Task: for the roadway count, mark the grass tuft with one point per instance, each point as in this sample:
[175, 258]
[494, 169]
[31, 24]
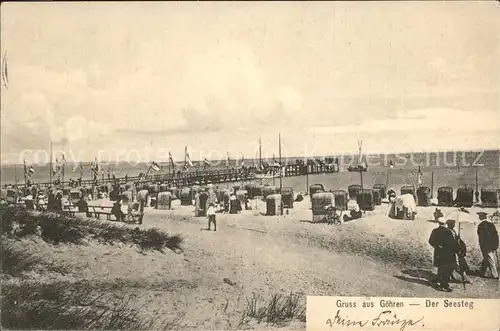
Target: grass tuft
[57, 228]
[60, 306]
[278, 310]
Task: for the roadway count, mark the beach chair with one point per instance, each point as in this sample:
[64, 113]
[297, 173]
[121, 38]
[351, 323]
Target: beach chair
[424, 196]
[465, 197]
[445, 196]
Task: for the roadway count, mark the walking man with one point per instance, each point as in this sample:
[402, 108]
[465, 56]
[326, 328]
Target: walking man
[211, 216]
[462, 268]
[488, 242]
[444, 245]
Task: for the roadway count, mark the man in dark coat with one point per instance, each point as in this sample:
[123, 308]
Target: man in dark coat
[462, 266]
[444, 245]
[488, 242]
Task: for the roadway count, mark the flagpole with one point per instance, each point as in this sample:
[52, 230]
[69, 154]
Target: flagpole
[281, 167]
[63, 169]
[432, 184]
[185, 158]
[24, 164]
[50, 170]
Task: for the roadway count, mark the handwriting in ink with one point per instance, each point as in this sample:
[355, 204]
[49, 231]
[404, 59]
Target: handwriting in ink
[385, 318]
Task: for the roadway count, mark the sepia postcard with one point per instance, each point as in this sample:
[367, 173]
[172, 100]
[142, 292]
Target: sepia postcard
[250, 165]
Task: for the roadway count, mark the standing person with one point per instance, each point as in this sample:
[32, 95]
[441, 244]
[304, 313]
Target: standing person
[117, 210]
[444, 245]
[488, 242]
[461, 267]
[211, 216]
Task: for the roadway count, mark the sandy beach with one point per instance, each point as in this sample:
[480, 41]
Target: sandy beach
[208, 283]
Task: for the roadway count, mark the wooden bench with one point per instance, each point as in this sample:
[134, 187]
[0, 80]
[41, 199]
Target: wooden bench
[97, 211]
[69, 210]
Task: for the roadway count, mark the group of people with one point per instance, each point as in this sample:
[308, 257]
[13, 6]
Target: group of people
[450, 251]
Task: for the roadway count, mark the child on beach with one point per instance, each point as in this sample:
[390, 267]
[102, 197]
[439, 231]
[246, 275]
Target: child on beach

+--

Work instructions: From the line containing "Task: for the roadway count, mark the sandy" through the closing line of the material above, return every line exactly and omit all others.

Exercise answer:
Task: for the roadway count, mark the sandy beach with one point per instance, each point as in this sample:
[480, 41]
Target: sandy beach
[208, 283]
Task: for the roadway count, mark the wooden bench with one point per instance, each point as in this sample:
[134, 187]
[0, 80]
[41, 199]
Target: wooden bench
[97, 211]
[69, 210]
Task: for the roadway count, mark the group of people with one point per instance, each point as in this sample:
[308, 257]
[13, 6]
Target: group of people
[450, 251]
Task: for the roadway count, mark the child on beach with one point per instance, each point as in this sample:
[390, 267]
[102, 197]
[439, 231]
[246, 275]
Target: child on beach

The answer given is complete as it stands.